§ Prompt
Turn every line of the listing below into a row of a Markdown table with the columns Row and Listing line, skipping blank lines and leaving the picture out.

§ Data rows
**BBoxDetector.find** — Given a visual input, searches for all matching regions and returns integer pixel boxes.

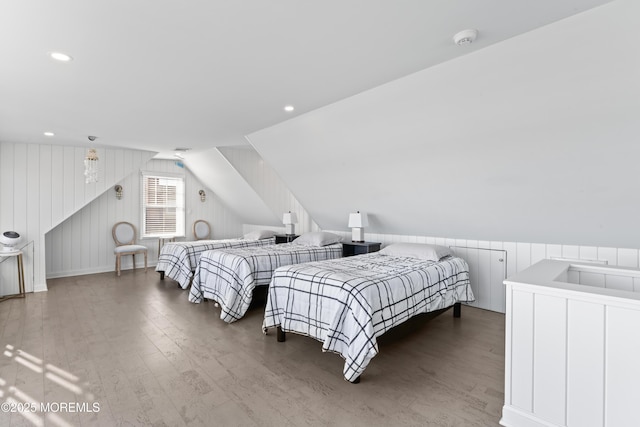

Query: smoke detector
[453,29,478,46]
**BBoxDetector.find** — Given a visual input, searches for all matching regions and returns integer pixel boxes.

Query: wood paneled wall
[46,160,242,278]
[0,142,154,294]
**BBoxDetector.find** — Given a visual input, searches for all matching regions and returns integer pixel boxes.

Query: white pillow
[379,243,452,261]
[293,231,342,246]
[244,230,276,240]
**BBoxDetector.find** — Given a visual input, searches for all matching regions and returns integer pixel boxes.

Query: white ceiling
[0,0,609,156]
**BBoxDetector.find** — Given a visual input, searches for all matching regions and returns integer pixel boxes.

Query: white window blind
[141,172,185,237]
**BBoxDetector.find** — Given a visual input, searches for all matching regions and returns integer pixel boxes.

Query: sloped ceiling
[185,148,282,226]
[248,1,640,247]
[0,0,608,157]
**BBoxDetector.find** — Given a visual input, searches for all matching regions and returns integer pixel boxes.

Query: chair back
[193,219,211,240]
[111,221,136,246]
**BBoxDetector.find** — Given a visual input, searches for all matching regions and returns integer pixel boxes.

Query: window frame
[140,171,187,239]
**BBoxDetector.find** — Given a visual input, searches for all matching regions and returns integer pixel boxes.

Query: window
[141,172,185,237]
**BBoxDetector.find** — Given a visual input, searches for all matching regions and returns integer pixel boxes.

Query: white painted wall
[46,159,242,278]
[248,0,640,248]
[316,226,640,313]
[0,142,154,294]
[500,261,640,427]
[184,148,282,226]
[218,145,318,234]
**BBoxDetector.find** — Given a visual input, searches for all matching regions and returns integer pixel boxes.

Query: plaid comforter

§ The reply
| Row | Listing line |
|---|---|
| 1 | **BBoxDetector.find** — Given a visual input, searches for all matching regions and returns integer pixel boxes. |
| 2 | Query: smoke detector |
| 3 | [453,29,478,46] |
| 4 | **BBoxDetector.find** — Given a visual input, searches for all matching regions and returns integer pixel boxes. |
| 5 | Query: wood paneled wall |
| 6 | [46,160,242,278] |
| 7 | [0,142,154,294] |
| 8 | **BBoxDetector.find** — Given a visual input, searches for all matching regions and returns integer pixel boxes. |
| 9 | Query: white pillow |
| 10 | [379,243,452,261] |
| 11 | [293,231,342,246] |
| 12 | [244,230,276,240] |
| 13 | **BBoxDetector.find** — Given a visual input, searches for all matching regions and returns integer pixel boxes. |
| 14 | Query: white ceiling |
| 15 | [0,0,609,156] |
| 16 | **BBoxDetector.find** — Given a visual input, searches for all matching regions and returns integer pixel boxes. |
| 17 | Query: white window blind |
| 18 | [141,172,185,237] |
| 19 | **BBoxDetector.find** — Given a visual input, searches for all matching regions and returns integer pixel boxes. |
| 20 | Query: sloped ceiling |
| 21 | [185,148,282,226] |
| 22 | [248,1,640,247] |
| 23 | [0,0,608,157] |
| 24 | **BBoxDetector.find** — Given a visual input, searches for all matching regions and returns integer pixel boxes. |
| 25 | Query: chair back |
| 26 | [193,219,211,240] |
| 27 | [111,221,136,246] |
| 28 | **BBoxDetector.find** — Given a visual input, searches for all matching regions and returns integer pixel boxes. |
| 29 | Query: window frame |
| 30 | [140,171,187,239] |
| 31 | **BBoxDetector.find** — Given a visual input, searches for all matching regions and returns integer pixel boxes. |
| 32 | Query: window |
| 33 | [141,172,185,237] |
| 34 | **BBoxDetector.find** — Given a visual input, searches for all matching regions and returns integer pixel boxes. |
| 35 | Query: white painted wall |
| 36 | [46,159,242,278] |
| 37 | [248,0,640,248] |
| 38 | [316,226,640,313] |
| 39 | [0,142,154,294] |
| 40 | [500,261,640,427] |
| 41 | [184,148,282,226] |
| 42 | [218,145,318,234] |
| 43 | **BBoxDetector.find** — Given a visual input, searches for all matching regions and returns integer pixel boxes. |
| 44 | Query: plaid comforter |